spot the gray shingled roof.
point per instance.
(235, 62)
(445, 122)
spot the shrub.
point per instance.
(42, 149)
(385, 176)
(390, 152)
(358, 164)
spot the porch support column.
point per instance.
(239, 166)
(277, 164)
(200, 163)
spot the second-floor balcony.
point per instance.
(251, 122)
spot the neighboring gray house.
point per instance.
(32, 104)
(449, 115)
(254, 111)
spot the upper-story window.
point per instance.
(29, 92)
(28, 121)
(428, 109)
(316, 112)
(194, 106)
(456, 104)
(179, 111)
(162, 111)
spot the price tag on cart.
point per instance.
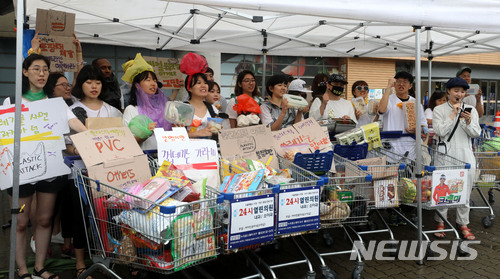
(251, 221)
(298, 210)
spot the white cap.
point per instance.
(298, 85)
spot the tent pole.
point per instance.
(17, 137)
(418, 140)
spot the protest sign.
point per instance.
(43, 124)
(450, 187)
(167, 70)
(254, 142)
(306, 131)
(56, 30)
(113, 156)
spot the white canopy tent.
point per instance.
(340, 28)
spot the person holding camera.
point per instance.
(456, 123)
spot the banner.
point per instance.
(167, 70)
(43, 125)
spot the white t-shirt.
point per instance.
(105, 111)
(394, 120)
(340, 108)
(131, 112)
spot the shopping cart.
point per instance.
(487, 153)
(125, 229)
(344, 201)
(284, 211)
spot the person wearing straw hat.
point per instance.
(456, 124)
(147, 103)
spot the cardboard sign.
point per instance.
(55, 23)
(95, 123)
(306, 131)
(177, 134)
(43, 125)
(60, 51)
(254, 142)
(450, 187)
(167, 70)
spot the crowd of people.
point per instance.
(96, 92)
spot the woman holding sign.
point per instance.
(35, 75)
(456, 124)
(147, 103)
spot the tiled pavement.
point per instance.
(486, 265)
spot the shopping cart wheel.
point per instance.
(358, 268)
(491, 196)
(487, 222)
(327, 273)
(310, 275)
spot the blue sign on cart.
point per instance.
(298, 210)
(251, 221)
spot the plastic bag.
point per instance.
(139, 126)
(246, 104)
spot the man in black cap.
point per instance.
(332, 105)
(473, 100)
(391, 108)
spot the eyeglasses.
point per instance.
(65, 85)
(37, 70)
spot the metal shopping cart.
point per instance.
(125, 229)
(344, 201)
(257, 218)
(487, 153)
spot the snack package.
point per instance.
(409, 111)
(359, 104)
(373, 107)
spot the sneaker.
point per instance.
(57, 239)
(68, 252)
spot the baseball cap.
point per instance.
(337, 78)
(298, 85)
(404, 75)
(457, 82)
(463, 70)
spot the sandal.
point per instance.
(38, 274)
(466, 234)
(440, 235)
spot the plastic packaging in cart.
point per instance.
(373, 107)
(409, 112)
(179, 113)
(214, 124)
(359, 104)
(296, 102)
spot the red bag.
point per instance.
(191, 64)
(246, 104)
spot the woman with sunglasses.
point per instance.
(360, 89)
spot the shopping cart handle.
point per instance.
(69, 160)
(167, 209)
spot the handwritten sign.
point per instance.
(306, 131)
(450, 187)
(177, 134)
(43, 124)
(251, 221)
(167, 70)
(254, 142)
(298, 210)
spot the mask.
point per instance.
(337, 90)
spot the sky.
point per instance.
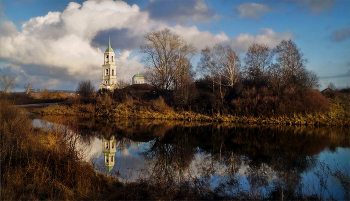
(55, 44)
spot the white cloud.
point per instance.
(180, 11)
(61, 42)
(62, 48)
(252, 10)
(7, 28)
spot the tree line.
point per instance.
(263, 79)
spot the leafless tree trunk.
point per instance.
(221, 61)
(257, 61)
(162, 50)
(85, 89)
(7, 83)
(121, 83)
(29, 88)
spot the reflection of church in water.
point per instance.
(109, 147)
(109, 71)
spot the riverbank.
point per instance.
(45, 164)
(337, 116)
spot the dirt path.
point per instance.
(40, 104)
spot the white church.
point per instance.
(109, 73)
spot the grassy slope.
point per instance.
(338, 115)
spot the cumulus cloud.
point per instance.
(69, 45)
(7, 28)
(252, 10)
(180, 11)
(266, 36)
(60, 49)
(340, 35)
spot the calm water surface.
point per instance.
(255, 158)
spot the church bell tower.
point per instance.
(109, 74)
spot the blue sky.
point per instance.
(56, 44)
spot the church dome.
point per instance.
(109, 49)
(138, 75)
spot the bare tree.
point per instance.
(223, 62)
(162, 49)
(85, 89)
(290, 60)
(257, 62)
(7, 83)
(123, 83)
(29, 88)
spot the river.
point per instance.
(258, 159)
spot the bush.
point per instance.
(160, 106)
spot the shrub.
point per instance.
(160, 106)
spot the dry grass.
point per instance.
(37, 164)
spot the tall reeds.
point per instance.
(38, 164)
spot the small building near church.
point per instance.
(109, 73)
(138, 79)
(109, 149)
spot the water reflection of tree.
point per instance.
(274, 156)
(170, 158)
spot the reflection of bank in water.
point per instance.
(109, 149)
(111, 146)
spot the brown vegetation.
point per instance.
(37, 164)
◆ ◆ ◆ ◆ ◆ ◆ ◆
• Goal of the exercise
Every line holding the word "white" should be copied out of the material.

• Output for this task
spot the white cap.
spot the white canopy tent.
spot the white t-shirt.
spot the white cloud.
spot the white church.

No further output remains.